> What is being asked:
Rewrite each item, replacing every "building facade" with "storefront" and leaving everything else unchanged.

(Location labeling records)
----------------------------------------
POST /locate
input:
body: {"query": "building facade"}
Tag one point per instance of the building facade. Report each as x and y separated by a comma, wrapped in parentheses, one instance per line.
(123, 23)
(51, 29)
----------------------------------------
> Correct result:
POST /locate
input:
body: {"query": "storefront"}
Tag one point per instance of the storefront. Report each as x and y separated by a comma, wrapped in parentheses, one instance per line.
(123, 23)
(51, 29)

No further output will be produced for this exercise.